━━ Listed entries ━━

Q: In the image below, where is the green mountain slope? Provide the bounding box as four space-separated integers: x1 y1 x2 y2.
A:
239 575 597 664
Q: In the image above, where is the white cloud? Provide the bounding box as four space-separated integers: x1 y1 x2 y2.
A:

━━━
━━ Listed entries ━━

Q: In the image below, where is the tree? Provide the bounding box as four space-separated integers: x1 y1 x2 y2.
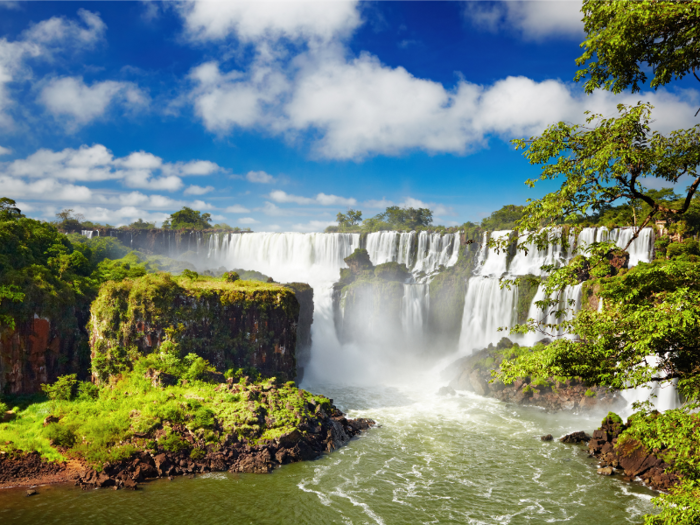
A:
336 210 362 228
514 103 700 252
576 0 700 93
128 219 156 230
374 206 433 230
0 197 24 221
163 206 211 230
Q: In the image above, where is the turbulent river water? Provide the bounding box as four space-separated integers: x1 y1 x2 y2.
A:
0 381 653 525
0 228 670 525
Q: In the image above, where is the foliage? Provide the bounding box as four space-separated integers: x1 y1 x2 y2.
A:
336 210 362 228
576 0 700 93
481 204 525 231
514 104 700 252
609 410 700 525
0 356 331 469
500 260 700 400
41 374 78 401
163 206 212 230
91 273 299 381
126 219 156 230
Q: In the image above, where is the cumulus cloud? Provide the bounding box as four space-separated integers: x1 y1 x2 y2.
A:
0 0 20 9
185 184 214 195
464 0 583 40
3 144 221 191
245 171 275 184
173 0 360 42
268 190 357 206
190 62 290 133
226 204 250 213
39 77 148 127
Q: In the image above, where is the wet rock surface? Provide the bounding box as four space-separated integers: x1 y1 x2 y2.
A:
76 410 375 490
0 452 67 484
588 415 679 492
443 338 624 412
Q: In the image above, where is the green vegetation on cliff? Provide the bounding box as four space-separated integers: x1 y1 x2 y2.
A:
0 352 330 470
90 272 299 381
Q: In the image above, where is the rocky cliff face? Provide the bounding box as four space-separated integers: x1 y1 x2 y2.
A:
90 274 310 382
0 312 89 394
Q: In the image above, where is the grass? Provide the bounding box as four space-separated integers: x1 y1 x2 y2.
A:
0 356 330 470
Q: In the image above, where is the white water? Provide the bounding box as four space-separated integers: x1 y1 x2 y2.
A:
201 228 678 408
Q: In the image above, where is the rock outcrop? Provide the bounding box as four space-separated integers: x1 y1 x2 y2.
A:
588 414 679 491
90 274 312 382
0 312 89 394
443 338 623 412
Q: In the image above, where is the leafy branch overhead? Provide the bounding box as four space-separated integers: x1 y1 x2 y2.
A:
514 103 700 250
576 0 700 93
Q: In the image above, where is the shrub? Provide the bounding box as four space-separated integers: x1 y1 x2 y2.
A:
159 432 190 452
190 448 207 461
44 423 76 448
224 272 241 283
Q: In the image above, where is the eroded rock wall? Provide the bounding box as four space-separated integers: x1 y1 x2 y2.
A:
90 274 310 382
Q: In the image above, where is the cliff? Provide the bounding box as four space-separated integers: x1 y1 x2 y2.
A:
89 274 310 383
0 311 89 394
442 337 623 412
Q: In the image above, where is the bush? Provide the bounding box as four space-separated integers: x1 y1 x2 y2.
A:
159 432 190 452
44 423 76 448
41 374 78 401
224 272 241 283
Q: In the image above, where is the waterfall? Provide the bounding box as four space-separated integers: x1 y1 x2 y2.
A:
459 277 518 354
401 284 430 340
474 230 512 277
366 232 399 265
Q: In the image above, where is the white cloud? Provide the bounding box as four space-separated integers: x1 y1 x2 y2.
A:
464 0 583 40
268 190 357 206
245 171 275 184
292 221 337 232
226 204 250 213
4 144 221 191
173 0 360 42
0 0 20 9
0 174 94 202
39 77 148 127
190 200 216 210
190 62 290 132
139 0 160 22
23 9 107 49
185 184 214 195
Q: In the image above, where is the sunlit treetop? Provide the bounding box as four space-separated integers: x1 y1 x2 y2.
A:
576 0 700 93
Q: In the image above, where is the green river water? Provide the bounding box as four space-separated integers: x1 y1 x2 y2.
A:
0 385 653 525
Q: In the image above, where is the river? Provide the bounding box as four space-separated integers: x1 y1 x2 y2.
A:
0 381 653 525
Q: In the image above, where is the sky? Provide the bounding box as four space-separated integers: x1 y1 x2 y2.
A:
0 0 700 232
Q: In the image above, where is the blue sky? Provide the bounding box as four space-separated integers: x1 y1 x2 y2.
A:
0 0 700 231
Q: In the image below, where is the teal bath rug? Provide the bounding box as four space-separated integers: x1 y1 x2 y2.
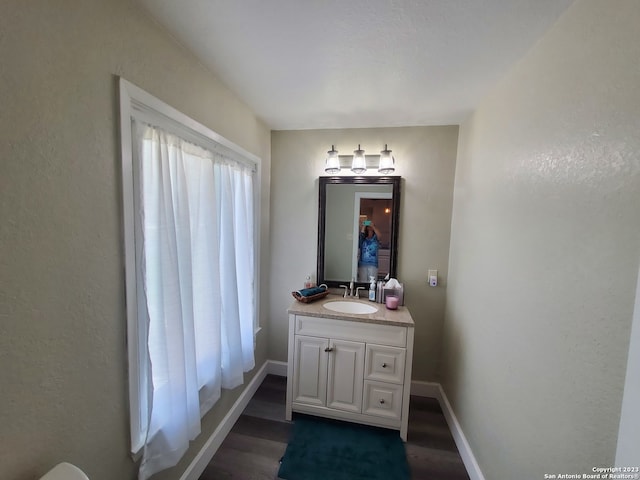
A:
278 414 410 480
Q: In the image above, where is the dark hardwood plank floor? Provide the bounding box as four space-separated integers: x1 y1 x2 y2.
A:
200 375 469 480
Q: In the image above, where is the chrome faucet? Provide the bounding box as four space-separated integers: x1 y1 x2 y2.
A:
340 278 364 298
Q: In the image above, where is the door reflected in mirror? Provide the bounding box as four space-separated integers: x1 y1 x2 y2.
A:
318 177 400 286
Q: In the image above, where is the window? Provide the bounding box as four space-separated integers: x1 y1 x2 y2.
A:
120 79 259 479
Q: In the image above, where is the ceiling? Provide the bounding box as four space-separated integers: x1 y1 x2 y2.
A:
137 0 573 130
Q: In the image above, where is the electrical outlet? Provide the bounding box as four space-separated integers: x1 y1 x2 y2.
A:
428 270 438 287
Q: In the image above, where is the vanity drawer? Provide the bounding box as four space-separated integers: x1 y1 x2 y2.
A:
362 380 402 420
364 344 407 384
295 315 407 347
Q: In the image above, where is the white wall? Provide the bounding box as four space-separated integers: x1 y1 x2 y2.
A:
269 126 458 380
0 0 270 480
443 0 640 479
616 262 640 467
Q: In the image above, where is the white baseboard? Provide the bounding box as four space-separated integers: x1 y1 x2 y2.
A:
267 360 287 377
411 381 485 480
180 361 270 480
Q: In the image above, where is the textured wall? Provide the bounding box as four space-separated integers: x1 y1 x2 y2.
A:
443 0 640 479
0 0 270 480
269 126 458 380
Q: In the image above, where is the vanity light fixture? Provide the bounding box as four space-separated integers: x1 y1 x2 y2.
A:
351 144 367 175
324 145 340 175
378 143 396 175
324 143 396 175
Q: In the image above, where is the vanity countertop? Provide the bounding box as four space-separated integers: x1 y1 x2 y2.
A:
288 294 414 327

━━━
━━ Listed entries ━━

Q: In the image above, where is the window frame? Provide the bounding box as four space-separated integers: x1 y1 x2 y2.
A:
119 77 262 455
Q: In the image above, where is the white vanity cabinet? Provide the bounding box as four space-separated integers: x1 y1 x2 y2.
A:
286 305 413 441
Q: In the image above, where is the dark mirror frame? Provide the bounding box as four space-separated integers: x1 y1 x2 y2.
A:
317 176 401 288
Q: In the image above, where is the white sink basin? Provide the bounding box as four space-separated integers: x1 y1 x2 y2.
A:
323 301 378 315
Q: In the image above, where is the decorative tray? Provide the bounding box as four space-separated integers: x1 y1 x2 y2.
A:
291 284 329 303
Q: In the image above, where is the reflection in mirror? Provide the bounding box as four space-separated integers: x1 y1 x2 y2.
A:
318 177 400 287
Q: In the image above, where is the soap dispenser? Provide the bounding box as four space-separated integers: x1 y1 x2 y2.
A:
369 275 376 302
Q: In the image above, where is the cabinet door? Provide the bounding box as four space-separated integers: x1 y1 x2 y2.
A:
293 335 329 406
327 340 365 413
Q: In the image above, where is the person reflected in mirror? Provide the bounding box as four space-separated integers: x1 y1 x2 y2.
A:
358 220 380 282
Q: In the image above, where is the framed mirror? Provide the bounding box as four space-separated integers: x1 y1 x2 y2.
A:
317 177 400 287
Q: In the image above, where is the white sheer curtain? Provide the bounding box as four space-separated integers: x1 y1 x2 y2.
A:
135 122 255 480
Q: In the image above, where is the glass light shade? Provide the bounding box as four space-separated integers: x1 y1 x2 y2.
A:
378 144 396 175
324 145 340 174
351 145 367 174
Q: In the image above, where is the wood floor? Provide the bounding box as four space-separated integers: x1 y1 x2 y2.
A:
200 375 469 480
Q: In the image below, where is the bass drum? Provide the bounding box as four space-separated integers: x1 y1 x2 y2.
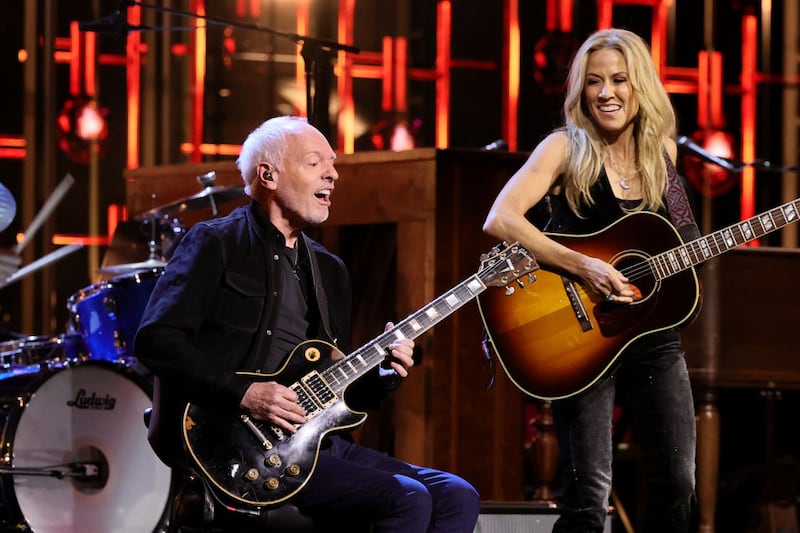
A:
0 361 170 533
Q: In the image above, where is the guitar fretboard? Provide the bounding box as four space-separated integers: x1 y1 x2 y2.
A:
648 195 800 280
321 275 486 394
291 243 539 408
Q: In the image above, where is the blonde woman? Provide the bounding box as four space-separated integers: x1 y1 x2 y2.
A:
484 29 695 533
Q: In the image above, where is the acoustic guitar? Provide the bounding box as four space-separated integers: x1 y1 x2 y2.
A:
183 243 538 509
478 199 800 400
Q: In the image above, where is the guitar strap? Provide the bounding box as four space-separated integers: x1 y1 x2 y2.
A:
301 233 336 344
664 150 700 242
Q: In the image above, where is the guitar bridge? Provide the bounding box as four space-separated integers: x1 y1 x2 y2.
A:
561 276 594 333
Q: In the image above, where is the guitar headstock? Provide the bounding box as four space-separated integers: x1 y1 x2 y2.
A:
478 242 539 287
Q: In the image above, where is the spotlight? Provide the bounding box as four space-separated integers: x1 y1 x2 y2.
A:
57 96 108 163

━━━

# Problem details
Please retype the items from the line that contains "Q: In the image above, where is the cliff?" through the line that contains "120 79 259 479", and leave out any pictures.

# Solution to the exercise
Q: In the image above, where is the cliff? Provide the bounding box as four space-separated integers: x1 y1 x2 y2.
A:
89 274 310 383
0 311 89 394
442 337 623 412
Q: In the image above, where is the bush? Provide the bounding box as four space-separated integers: x1 y1 x2 y2.
A:
159 432 190 452
44 423 76 448
41 374 78 401
224 272 241 283
Q: In the image above, where is the waterfall? Provide the bounding box as four space-separated integers: x1 y1 x2 y2.
A:
459 277 518 354
401 284 430 340
474 230 512 277
366 232 399 265
Q: In the image above, where is the white cloud? Provide the bounding box as four space-separated integers: x1 y1 x2 y2.
A:
464 0 583 40
268 190 357 206
245 171 275 184
292 221 337 232
226 204 250 213
4 144 221 191
173 0 360 42
0 0 20 9
0 174 94 202
39 77 148 127
190 200 216 210
190 62 290 132
139 0 160 22
23 9 107 49
185 184 214 195
Q: In the image above, where is the sunlit treetop? Provide the bounding box as four space-separated integers: x1 y1 x2 y2.
A:
576 0 700 93
Q: In the image above, where is the green river water? Provide the bounding box as four space-separated integers: x1 y1 x2 y2.
A:
0 385 653 525
Q: In the image above, where is the river? Provide the bounding box as four space-separated integers: x1 y1 x2 y2.
A:
0 381 653 525
Q: In the image above, where is the sky? Provide the bounding box as four space-separated integers: x1 y1 x2 y2.
A:
0 0 700 232
Q: In the image above, where is the blue sky? Provide the bounding box as four space-separated integers: x1 y1 x2 y2.
A:
0 0 700 231
Q: In the image below, where is the teal bath rug? Provide the bounding box as four space-separated integers: x1 y1 x2 y2.
A:
278 414 410 480
Q: In the image above, where is the dark hardwood plank floor? Provide the bounding box as four space-separated integers: x1 y1 x2 y2.
A:
200 375 469 480
Q: In the image above, where is the chrome faucet? Provide the bounding box as four space-separated integers: x1 y1 x2 y2.
A:
340 278 364 298
Q: In the image above, where is the door reflected in mirror? Provide the bounding box as four space-separated integers: x1 y1 x2 y2.
A:
318 177 400 286
Q: In the image above, where is the window? Provide the bounding box as four space-separated integers: x1 y1 x2 y2.
A:
120 79 259 479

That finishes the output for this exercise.